• **Texto mostrado**:
....

El chiquillo obedeció y casi reptando se introdujo junto a ellos en el rincón más recóndito de la tumba.
Dentro, la sensación de claustrofobia era absoluta. El aire parecía no existir y el poco que pudiera haber era propiedad de aquella lámpara cuya tenue luz daba a sus cuerpos sudorosos un aspecto tan tenebroso como lo era el lugar.
El más viejo escrutó entre la penumbra con mirada experta. Allí parecía haber poco que llevarse. Quizás en alguno de los cofres encontraran algo de valor; pero todo apuntaba a que en la hora de su muerte aquel difunto no poseía fortuna alguna.
El abuelo, Sekemut, había sido el primero en encontrarla. Había rastreado el Valle de los Nobles durante meses en busca de algún hallazgo, hasta que finalmente dio con un hipogeo que tenía los sellos intactos. Ello le había hecho conferir fundadas esperanzas de sacar algo provechoso de su descubrimiento, pues la tumba de un noble siempre ofrecía buenas expectativas; mas ahora que recorría su vista por el interior sintió la habitual frustración por el trabajo baldío.
Sekemut llevaba robando tumbas desde hacía cuarenta años. Era su oficio, como lo fue de su padre, lo era también de su hijo y seguramente lo sería de su nieto. Era sumamente diestro en su trabajo, y el hecho de que en los últimos tiempos proliferara tanto aficionado en lo que consideraba un arte, le llenaba de tristeza. Tenía razón cuando decía que ya no había orden en Egipto. Corrían tiempos en los que todo estaba trastocado y cualquiera podía asaltar una tumba dejándola después como un muladar encendiendo a su vez la ira de los dioses. Porque, eso sí, Sekemut era muy respetuoso al respecto, poniendo gran cuidado de no romper nada en el interior, y si por desgracia alguna vez ocurría, se apresuraba a hacer ofrendas en su descargo. Además, tenía por costumbre no desvalijar las tumbas por completo, dejando siempre al difunto los bienes imprescindibles que necesitaría para su vida diaria en el Más Allá.

....

• **Entradas de datos**:
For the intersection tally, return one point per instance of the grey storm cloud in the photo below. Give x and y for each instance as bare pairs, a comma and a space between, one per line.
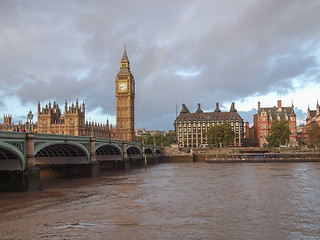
180, 51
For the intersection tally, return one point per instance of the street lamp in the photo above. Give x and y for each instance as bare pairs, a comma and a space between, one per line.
30, 117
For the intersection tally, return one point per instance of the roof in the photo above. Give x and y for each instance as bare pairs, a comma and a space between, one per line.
275, 112
217, 115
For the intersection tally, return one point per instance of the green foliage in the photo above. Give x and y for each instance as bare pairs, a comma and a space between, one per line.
279, 134
223, 134
160, 140
314, 134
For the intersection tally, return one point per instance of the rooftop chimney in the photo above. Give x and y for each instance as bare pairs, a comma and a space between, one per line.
279, 105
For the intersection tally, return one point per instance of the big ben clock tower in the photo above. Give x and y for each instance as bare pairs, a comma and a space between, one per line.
125, 93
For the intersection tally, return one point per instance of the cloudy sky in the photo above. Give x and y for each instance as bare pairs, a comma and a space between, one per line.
183, 51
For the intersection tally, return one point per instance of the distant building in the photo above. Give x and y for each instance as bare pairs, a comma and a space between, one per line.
302, 134
313, 116
141, 132
8, 125
190, 128
71, 122
266, 116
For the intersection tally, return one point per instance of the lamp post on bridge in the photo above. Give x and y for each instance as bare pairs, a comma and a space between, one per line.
30, 117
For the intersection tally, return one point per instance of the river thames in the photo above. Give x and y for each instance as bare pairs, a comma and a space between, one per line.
172, 201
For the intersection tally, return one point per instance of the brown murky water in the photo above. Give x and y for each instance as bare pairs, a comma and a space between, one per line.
172, 201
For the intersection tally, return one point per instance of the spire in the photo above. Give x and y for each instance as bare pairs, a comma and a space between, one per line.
125, 57
232, 108
125, 64
199, 109
217, 108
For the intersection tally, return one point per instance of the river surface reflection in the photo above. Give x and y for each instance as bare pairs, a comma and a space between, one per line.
172, 201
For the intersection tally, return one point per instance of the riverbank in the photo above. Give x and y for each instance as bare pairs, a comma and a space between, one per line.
243, 155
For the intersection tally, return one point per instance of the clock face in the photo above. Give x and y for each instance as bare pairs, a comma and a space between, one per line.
122, 86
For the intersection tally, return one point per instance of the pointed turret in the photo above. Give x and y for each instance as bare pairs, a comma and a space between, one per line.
125, 64
232, 108
125, 57
39, 108
199, 109
217, 108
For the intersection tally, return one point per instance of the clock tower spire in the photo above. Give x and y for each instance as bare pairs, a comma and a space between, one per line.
125, 94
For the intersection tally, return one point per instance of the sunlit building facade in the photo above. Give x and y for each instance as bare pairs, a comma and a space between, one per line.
191, 128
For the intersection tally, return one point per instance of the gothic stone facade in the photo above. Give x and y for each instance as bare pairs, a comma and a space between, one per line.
8, 125
266, 116
71, 122
125, 94
313, 116
190, 128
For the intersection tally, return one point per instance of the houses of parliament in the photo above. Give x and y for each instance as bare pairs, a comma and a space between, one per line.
51, 120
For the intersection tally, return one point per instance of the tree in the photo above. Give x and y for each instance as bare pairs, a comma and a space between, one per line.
314, 134
279, 134
223, 134
160, 140
228, 134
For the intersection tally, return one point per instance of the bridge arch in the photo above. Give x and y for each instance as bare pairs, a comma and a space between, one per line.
108, 152
148, 152
11, 158
134, 152
61, 153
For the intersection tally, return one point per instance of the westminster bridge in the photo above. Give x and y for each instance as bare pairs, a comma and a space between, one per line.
24, 155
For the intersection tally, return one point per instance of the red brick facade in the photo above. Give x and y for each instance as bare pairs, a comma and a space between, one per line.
266, 116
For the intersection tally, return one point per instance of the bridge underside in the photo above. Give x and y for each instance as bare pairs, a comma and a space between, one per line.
61, 154
108, 153
9, 161
134, 153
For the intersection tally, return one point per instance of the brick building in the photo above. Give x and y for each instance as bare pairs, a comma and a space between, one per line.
190, 128
313, 116
266, 116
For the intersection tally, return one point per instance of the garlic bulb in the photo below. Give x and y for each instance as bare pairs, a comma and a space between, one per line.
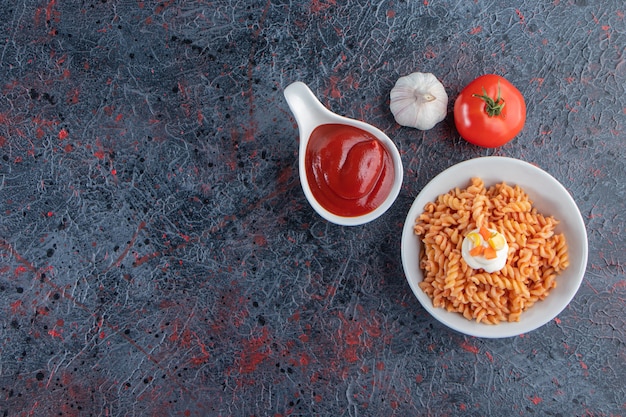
419, 100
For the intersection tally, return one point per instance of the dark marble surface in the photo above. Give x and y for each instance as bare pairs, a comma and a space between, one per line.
157, 254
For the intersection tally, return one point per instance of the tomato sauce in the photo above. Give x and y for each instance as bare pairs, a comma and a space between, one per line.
349, 171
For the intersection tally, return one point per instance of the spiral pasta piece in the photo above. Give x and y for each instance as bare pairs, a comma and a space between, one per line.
537, 254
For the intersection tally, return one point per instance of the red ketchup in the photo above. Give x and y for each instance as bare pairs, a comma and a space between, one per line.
349, 171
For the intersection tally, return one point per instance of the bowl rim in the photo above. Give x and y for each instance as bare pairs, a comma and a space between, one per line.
554, 199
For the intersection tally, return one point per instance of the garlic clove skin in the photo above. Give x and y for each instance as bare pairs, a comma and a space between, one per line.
419, 100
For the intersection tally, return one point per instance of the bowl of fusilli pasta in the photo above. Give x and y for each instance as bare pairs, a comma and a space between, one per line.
546, 254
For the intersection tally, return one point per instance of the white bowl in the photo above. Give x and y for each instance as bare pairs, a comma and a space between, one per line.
310, 113
548, 196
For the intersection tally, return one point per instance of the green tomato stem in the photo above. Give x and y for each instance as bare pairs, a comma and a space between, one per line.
492, 107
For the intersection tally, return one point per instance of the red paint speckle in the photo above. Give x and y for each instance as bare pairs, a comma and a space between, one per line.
469, 348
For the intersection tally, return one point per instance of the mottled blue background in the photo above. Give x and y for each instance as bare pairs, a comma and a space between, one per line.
158, 256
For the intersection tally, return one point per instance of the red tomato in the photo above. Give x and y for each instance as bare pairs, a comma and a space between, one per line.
490, 111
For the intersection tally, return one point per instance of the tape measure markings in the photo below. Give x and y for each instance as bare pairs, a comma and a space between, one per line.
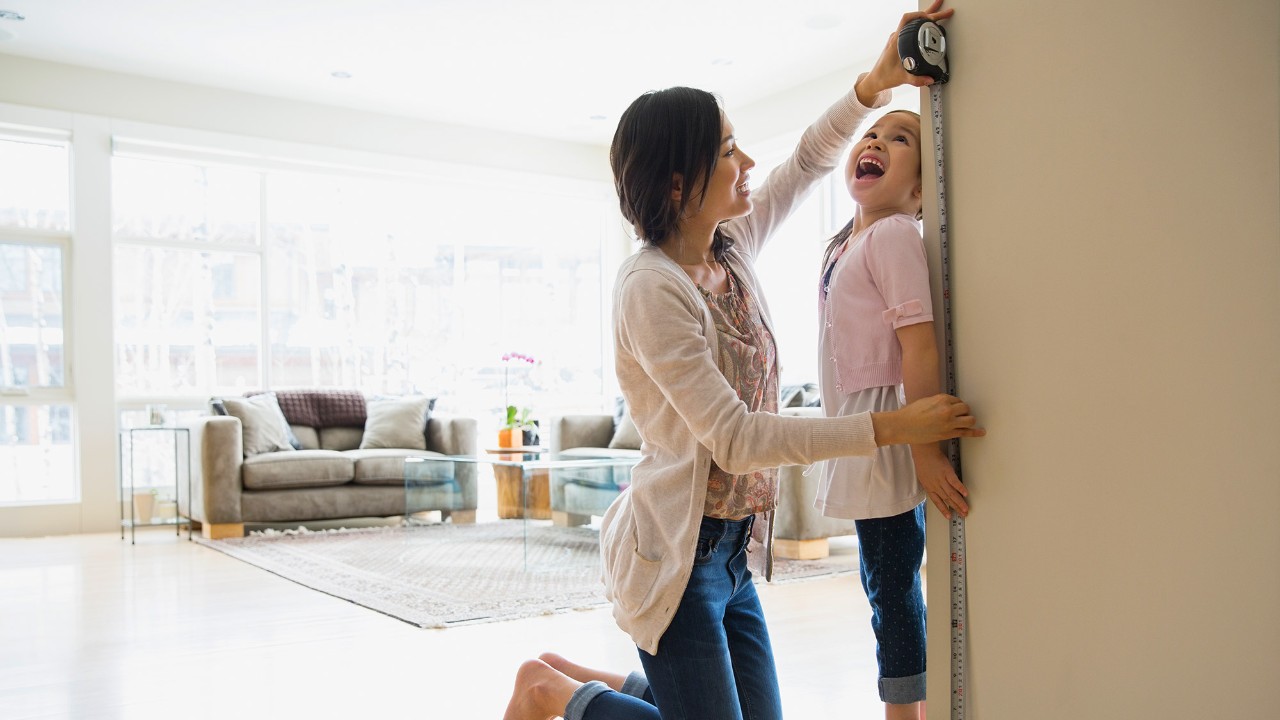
922, 46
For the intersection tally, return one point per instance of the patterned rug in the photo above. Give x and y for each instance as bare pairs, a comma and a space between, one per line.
443, 575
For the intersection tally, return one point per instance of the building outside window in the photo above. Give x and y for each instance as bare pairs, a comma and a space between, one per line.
36, 402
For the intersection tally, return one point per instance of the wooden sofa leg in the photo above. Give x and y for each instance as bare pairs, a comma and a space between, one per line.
562, 519
460, 516
814, 548
222, 531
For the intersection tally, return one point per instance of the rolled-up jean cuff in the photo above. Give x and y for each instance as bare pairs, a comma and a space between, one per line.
901, 691
576, 706
635, 684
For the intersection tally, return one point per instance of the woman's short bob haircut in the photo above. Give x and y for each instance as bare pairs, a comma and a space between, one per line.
663, 133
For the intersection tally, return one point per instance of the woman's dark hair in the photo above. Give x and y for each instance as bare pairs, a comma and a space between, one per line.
666, 132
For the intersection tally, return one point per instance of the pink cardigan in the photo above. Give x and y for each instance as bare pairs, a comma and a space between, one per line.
880, 283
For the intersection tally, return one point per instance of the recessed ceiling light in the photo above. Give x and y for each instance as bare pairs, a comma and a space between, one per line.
822, 21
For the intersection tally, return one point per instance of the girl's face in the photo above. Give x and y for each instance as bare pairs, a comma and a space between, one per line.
728, 192
883, 172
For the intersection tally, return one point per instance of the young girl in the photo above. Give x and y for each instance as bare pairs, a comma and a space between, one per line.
878, 352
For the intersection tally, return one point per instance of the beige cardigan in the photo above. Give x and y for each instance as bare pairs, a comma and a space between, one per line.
688, 414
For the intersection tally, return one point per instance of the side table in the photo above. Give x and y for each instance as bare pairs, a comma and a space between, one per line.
181, 443
510, 479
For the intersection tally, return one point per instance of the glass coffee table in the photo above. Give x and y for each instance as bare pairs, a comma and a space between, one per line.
534, 486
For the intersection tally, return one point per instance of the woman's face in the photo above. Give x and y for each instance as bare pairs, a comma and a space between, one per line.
883, 172
727, 194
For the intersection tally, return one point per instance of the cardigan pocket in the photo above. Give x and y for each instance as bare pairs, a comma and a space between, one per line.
634, 579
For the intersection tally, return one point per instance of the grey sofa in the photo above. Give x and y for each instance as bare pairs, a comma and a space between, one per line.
800, 532
576, 493
325, 474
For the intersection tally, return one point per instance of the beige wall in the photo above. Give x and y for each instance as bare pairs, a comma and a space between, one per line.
1116, 261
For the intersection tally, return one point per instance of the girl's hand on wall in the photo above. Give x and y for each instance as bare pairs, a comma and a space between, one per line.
938, 479
888, 72
929, 419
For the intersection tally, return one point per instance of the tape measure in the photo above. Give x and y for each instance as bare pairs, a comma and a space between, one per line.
923, 48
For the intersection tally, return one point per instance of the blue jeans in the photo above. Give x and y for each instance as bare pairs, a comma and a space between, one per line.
714, 661
891, 551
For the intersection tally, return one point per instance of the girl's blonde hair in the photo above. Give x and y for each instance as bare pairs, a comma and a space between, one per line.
849, 228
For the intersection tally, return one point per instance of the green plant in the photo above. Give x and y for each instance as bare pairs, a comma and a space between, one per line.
519, 418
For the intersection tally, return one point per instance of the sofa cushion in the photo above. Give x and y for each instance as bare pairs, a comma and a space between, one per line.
383, 466
307, 437
397, 422
263, 425
339, 438
297, 469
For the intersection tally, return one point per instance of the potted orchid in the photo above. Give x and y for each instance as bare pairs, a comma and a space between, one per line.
519, 428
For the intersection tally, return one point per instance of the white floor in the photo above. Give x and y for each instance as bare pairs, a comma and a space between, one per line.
92, 627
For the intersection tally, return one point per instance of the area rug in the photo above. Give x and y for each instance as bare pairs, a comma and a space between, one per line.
443, 575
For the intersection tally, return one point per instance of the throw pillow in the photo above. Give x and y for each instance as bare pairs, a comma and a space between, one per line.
216, 405
400, 423
626, 436
263, 425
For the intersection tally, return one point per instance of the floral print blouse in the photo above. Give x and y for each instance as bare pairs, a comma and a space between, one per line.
748, 356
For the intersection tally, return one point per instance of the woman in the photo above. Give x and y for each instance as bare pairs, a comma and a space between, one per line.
696, 363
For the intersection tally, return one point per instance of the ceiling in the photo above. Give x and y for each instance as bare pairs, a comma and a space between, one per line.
552, 68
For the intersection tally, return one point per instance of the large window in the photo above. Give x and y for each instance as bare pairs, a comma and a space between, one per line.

....

• **Tareas**:
1 > Enumera las precauciones que, según el relato del saqueo de la tumba, toma Sekemut para respetar las tumbas que roba.
2 > Resume en dos oraciones el relato del saqueo de la tumba.
3 > Retoma el relato del saqueo de la tumba desde el punto en que se interrumpe.
Las entradas no tienen relación con el relato del saqueo de la tumba.

• **Resultados del ejercicio**:
1 >
- Pone gran cuidado de no romper nada en el interior.
- Si por desgracia rompe algo, se apresura a hacer ofrendas en su descargo.
- No desvalija las tumbas por completo y deja al difunto los bienes imprescindibles para su vida diaria en el Más Allá.

2 > Un chiquillo entra con sus compañeros en una tumba sofocante del Valle de los Nobles, hallada por Sekemut con los sellos intactos, pero el interior parece guardar poco de valor y el viejo siente frustración. Sekemut, que roba tumbas desde hace cuarenta años, como su padre y su hijo, lamenta que falte orden en Egipto y abunden los aficionados, y procura no romper nada ni desvalijar las tumbas por completo.

3 >
Su padre no había sido de la misma opinión y los dioses le castigaron. Fue detenido y condenado en tiempos del faraón Merenptah que mandó que le descoyuntaran por tamaños sacrilegios; así era el Maat .
Su hijo, Shepsenuré, alumno aventajado donde los hubiera, había acompañado a su padre en sus saqueos desde su más tierna infancia, aprendiendo con aprovechamiento todo cuanto Sekemut tuvo a bien enseñarle.
—Los oficios hay que aprenderlos de niños —había oído decir a su abuelo a menudo.
Y a fe que tenía razón el viejo, pues Shepsenuré podía tenerse por digno sucesor de sus ancestros. Mas, con buen criterio, su padre también decidió que aprendiera una profesión respetable y le envió al taller de Hapu, el carpintero, donde en sus ratos libres, el muchacho aprendió el oficio.
Junto a ellos, Nemenhat, el hijo de Shepsenuré, daba sus primeros pasos a fin de convertirse en un futuro en garante de tan lúgubre tradición. Para él, aquello no dejaba de ser un juego, macabro sin duda, pero un juego; muy diferente a los que solía practicar con los otros niños de su edad, pero también mucho más interesante. Sentía emociones extraordinarias, por ello era habitual verle mirar boquiabierto todo cuanto el mundo de los muertos le revelaba en el interior de aquellas tumbas.

Antonio Cabanas, El ladrón de tumbas, 2005.

***

Amélie nous propose sa traduction :

La chaleur était insupportable. Bien que l’été ne soit pas encore là, le soleil, levé depuis longtemps, avait marqué l’air de son sceau, tel un pouvoir lourd et asphyxiant qu’il était impossible de fuir. A l’intérieur, l’angoisse était encore plus palpable ; implacable et mortelle, comme si elle s’était faite enfermée dans ce lieu sombre et silencieux qui aurait déplu à Seth en personne.
Pourtant, cela ne paraissait pas trop déranger ces trois personnes. Le regard anxieux du plus jeune – ce n’était encore qu’un enfant – était tourné vers l’étroite sortie. Les deux autres – des hommes, des vrais – se déplaçaient avec une infime précaution dans la pénombre accablante de cette tombe. Comme s’ils savaient qu’ils n’allaient pas pouvoir rester là trop longtemps, ils agissaient avec la célérité et la concision de ceux qui étaient habitués à de si sombres pratiques ; le fruit, sans doute, de sordides années d’expériences.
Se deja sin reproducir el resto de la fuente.